▸ **Texte source**
※
Connaissez-vous Helena Norberg-Hodge ? Un entretien de Sabine Verhest avec cette « lauréate du prix Nobel alternatif » (Right Livelihood Award, 1992), dans La Libre Belgique du 27 avril 2020, m’a donné envie d’en savoir un peu plus sur cette philosophe écologiste britannique et de partager son analyse avec vous, dans la continuité de la « décroissance heureuse » de Maurizio Pallante.
Helena Norberg-Hodge au Ladakh, 1986
« Les crises auxquelles nous sommes confrontés partagent une racine commune : la mondialisation économique. L’antidote ? La localisation. » Helena Norberg-Hodge et l’organisation Local Futures prônent une nouvelle économie qui nous préserve des dérives sociales et des pénuries constatées aujourd’hui à cause de notre dépendance envers les monopoles mondiaux. En prenant conscience de la trop grande vulnérabilité de nos sociétés qui en découle, nous voilà plus nombreux, il me semble, à nous ouvrir aux idées qu’elle a développées dans Le local est notre avenir.
Non seulement la localisation raccourcit la distance entre la production et la consommation, autrement dit les circuits courts, mais elle réduit aussi la consommation d’énergie et la pollution. « En même temps, la localisation reconstruit le tissu d’une véritable communauté, le sentiment d’être dépendant d’autres êtres humains, au lieu de bureaucraties lointaines et de forces anonymes. »
※
▸ **Données**
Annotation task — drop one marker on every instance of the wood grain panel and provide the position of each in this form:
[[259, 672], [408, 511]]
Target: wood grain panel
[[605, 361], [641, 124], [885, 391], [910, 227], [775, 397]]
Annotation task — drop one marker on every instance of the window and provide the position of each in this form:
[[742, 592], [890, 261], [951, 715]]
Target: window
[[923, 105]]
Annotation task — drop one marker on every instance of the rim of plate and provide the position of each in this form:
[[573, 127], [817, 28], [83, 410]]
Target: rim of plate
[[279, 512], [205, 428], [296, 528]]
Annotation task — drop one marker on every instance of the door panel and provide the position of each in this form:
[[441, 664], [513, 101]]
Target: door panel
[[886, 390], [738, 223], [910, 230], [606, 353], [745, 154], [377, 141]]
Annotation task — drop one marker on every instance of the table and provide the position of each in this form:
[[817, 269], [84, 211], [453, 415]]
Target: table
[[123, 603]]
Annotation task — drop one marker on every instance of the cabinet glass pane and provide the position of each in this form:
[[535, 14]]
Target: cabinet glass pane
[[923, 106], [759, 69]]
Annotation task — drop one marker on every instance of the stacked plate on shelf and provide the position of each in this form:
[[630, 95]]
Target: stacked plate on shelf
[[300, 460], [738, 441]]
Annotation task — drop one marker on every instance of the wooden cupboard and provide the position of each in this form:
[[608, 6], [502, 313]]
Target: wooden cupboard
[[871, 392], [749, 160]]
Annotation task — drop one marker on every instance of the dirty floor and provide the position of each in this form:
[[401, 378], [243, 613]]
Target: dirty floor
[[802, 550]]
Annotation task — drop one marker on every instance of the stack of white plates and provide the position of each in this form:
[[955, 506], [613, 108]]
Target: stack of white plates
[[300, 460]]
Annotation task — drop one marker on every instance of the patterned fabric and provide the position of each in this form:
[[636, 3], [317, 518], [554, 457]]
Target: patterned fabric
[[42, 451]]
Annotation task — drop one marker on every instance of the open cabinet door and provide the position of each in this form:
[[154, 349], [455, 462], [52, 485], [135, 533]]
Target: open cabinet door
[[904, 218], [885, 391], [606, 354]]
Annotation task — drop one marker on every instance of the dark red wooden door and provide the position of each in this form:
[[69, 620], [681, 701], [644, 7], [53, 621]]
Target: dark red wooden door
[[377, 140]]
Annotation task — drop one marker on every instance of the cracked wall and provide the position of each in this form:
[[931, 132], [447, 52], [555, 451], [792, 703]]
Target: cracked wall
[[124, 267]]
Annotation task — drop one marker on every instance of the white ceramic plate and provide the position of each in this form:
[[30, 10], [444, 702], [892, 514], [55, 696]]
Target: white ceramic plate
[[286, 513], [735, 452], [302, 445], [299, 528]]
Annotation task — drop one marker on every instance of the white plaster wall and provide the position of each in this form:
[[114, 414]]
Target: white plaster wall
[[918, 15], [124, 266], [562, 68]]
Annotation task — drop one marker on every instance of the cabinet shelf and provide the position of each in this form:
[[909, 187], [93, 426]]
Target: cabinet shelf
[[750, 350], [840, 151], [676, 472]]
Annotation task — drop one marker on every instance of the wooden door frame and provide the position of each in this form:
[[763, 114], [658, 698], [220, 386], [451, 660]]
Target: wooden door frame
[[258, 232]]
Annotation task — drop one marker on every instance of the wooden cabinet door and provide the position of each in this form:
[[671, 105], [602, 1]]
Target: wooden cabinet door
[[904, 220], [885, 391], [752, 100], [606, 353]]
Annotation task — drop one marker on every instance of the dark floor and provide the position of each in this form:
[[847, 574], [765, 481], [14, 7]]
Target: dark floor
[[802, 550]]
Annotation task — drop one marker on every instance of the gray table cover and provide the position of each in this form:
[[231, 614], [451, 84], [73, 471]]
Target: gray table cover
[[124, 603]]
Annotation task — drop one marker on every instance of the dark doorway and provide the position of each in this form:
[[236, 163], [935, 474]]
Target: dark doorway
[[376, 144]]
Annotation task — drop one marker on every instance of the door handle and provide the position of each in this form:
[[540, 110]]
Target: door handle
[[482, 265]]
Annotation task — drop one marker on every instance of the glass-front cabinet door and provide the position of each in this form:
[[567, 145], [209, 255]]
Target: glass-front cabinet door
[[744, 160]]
※
▸ **Travail à faire**
1. Les affirmations (a), (b) et (c) concordent-elles avec le texte sur Helena Norberg-Hodge ? Pour chacune, répondez par oui ou par non en citant les mots décisifs du texte.
(a) L’entretien de Sabine Verhest a paru dans La Libre Belgique du 27 avril 2020.
(b) Helena Norberg-Hodge a reçu le Right Livelihood Award en 1986.
(c) Selon le texte, la localisation augmente la consommation d’énergie.
2. Rédigez la suite du texte sur Helena Norberg-Hodge, à partir de la phrase qui le termine.

▸ **Liste des réponses**
1.
(a) Oui : « dans La Libre Belgique du 27 avril 2020 ».
(b) Non : « (Right Livelihood Award, 1992) ».
(c) Non : « elle réduit aussi la consommation d’énergie et la pollution ».

2.
Le sentiment de connexion ainsi ravivé répond à un besoin humain fondamental : le lien « avec les autres et avec le monde vivant qui nous entoure ». C’est pourquoi Helena Norberg-Hodge parle d’une « économie du bonheur », une formule que je ne trouve pas très adéquate, mais elle décrit très bien l’insatisfaction causée par la séparation entre les gens, la distance, la déconnexion auxquelles conduit la mondialisation, alors que l’économie locale amène des relations « lentes » avec les autres, plus profondes et porteuses de sens.
Elle appelle de ses vœux « un mouvement mondial pour le changement », un encadrement de l’économie par des valeurs écologiques et sociales, afin de « prévenir d’autres destructions » que celles dont nous sommes déjà les témoins : le fossé entre les riches et les pauvres qui s’élargit, l’appauvrissement de notre environnement, l’accroissement de l’anxiété.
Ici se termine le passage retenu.